** Exercise data follows **

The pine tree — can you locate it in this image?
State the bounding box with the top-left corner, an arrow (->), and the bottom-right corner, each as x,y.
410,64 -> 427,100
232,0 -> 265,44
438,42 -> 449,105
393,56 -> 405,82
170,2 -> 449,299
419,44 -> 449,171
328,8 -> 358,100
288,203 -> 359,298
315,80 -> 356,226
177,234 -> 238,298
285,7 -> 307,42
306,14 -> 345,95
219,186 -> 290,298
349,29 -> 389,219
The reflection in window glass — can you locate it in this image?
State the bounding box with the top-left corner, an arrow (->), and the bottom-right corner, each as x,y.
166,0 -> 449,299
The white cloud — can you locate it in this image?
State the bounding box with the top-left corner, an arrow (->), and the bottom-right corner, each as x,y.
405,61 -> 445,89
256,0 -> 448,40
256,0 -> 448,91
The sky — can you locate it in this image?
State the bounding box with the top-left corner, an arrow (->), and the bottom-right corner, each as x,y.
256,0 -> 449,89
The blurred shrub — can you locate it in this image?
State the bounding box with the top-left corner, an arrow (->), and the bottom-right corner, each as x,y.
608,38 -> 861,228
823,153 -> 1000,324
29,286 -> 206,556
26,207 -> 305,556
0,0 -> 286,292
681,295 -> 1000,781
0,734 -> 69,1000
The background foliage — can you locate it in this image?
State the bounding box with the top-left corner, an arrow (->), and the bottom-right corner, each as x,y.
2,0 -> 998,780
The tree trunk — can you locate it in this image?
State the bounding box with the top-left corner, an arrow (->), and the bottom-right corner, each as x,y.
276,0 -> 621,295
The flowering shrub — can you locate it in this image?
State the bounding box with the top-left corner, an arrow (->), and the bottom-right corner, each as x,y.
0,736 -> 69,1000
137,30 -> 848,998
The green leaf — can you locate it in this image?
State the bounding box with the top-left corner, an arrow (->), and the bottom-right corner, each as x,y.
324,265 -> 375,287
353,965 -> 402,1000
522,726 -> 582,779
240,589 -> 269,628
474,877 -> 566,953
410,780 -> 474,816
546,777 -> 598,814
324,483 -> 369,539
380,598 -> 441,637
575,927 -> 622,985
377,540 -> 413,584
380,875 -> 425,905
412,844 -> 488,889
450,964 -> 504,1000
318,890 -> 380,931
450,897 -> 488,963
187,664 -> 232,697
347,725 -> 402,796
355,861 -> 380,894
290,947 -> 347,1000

** End of Exercise data **

Beginning with the top line of the data above, output every line exactly until the one that contains "The blurred shrub", and include that one too.

-- Written reply --
The pine tree — can you locate it in this image?
State the bounding box with the top-left corner, an arrow (->), and the bottom-right corner, each as x,y.
410,64 -> 427,100
232,0 -> 265,44
438,42 -> 449,105
393,56 -> 405,82
170,2 -> 449,299
419,44 -> 449,171
328,8 -> 358,100
288,203 -> 359,298
315,80 -> 356,226
177,234 -> 238,298
285,7 -> 307,42
306,14 -> 345,95
219,186 -> 290,298
349,29 -> 389,219
The reflection in window glass — can you locate it in this image?
State the bounding box with the top-left corner, an arrow (->), and the bottom-right corner, each as x,y.
166,0 -> 449,299
The white cloud — can you locate it in this image?
State the bounding box with the top-left corner, an arrow (->), and the bottom-right corner, each as x,y.
405,61 -> 445,89
256,0 -> 448,40
256,0 -> 448,91
The sky — can you locate it in this image?
State the bounding box with the top-left corner, an arrow (->), and the bottom-right corner, each as x,y.
256,0 -> 449,89
The blurred shrub — can you locate it in this image?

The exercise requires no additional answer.